== TASK DESCRIPTION ==
Your answer should be every line below that includes the word "bundle".

== Dataset entries ==

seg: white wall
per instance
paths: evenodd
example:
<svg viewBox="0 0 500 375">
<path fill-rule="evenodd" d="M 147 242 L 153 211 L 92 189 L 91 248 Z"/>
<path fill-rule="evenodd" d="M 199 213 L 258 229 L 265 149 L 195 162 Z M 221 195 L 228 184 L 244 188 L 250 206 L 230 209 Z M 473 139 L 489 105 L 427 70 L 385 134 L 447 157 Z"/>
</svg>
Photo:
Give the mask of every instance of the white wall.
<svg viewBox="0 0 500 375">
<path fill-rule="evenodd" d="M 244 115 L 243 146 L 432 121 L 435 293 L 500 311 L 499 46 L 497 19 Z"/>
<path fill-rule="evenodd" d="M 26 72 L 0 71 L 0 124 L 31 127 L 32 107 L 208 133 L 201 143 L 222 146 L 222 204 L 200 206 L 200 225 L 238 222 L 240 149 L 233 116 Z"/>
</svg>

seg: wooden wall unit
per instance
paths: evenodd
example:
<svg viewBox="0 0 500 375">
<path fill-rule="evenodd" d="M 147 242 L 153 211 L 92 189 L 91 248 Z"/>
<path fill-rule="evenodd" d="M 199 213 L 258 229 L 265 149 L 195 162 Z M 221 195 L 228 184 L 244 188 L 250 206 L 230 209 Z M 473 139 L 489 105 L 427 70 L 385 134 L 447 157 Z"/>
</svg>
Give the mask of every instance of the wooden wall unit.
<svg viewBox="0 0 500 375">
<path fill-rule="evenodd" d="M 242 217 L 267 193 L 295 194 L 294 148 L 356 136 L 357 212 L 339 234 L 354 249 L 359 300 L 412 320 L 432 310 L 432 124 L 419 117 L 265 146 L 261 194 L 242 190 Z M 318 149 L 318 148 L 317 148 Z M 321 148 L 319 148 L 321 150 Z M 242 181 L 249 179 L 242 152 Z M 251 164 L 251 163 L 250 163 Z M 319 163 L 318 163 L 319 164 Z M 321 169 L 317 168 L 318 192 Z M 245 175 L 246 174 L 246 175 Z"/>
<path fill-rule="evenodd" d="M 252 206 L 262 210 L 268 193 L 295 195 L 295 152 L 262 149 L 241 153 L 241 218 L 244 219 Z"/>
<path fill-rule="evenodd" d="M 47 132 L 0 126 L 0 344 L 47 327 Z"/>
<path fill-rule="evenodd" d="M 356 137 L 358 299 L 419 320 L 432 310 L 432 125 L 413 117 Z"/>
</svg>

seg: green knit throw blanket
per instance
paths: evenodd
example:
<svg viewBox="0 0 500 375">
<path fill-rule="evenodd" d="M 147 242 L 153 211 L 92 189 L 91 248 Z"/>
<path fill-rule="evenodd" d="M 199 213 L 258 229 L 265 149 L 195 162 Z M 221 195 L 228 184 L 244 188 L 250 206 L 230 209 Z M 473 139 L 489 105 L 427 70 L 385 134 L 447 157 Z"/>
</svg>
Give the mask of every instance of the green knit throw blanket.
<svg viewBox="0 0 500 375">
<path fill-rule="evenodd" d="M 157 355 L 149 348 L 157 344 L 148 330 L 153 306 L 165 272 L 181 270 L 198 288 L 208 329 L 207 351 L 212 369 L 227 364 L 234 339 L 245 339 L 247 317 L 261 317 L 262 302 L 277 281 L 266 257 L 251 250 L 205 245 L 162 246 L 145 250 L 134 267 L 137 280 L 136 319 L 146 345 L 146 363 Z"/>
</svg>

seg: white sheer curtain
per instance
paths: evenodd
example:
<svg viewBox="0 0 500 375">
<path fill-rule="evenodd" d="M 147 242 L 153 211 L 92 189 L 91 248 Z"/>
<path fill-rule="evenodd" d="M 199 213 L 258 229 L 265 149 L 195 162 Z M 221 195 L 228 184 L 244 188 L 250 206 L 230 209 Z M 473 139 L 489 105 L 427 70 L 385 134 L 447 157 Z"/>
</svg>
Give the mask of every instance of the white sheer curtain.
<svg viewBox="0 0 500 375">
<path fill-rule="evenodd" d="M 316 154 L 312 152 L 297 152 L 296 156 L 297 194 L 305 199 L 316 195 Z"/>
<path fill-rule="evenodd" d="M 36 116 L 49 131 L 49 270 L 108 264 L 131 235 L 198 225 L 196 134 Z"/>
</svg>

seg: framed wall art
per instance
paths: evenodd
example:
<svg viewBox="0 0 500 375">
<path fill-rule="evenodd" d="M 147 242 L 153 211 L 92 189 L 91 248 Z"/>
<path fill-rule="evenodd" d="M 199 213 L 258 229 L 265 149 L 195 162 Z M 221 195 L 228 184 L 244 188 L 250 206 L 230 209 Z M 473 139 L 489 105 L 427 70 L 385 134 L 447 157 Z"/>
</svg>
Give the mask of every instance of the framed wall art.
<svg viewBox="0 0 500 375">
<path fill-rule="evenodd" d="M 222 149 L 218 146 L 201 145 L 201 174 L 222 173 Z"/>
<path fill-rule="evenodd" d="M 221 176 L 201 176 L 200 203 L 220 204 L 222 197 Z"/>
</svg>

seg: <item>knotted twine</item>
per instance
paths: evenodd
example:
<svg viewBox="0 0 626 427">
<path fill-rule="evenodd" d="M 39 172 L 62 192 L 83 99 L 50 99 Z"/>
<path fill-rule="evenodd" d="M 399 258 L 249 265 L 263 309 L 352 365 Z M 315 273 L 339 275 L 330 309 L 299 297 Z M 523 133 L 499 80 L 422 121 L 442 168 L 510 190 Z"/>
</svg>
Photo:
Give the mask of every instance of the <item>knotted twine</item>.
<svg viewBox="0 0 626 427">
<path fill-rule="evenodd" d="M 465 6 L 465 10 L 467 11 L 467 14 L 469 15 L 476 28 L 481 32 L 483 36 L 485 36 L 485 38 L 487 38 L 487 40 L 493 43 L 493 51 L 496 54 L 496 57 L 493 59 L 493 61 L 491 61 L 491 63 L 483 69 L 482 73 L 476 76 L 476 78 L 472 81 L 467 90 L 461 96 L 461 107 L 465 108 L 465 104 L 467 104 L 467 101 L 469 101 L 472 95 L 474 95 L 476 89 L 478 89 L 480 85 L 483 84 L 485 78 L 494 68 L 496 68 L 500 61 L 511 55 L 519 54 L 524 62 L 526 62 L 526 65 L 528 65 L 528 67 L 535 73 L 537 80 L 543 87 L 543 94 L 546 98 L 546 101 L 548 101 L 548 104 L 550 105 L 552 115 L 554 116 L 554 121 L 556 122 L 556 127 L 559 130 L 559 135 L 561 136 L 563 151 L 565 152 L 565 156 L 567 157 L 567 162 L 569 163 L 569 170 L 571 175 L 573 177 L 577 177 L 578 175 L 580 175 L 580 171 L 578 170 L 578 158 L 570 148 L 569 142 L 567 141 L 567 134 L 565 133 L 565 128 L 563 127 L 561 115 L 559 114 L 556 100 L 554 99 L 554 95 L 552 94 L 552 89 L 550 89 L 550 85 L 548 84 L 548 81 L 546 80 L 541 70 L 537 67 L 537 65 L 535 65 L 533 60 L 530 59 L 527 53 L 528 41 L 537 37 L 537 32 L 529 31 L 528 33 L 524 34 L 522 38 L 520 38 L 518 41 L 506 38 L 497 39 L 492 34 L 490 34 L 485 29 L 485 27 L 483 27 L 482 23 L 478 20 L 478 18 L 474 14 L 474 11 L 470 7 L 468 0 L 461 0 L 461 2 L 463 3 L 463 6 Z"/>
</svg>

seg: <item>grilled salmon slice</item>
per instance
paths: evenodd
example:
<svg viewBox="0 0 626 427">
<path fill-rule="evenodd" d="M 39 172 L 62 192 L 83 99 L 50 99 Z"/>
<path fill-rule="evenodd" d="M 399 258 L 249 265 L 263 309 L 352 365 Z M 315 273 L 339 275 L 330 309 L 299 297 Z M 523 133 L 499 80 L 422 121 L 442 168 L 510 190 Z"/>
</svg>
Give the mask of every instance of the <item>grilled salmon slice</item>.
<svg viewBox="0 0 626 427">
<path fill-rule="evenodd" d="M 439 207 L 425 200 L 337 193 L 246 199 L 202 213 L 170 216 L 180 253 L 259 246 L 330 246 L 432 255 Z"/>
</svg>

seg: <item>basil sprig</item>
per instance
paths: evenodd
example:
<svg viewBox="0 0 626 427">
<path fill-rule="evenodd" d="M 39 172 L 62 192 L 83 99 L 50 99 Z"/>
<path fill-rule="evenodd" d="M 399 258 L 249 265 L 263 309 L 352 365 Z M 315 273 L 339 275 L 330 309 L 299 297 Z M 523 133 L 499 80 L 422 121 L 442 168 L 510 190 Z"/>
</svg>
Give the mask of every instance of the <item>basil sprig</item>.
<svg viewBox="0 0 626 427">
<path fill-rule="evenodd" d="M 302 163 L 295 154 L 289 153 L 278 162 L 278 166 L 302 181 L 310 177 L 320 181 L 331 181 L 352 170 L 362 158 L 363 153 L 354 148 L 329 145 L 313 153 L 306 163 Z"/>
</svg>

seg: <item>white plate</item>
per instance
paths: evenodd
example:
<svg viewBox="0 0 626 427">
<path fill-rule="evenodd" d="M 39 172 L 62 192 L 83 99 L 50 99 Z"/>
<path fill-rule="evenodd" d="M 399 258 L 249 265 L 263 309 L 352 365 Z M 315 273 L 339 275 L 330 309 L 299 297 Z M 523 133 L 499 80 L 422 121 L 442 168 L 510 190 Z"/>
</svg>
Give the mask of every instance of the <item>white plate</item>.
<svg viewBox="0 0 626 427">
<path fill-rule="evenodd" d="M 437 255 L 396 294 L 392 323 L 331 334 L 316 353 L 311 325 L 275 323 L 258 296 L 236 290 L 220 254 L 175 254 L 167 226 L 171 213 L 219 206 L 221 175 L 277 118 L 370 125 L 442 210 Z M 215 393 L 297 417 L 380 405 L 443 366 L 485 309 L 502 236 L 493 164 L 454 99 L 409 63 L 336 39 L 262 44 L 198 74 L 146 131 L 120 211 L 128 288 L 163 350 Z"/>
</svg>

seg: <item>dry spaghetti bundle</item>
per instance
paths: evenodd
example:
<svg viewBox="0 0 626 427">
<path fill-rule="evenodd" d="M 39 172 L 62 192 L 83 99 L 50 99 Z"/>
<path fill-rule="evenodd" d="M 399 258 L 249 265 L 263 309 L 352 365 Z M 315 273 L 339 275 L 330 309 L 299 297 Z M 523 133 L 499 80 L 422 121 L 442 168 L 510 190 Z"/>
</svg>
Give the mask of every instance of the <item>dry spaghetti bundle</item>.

== SOLUTION TO THIS EXERCISE ==
seg: <item>dry spaghetti bundle</item>
Give the mask of every instance of the <item>dry spaghetti bundle</item>.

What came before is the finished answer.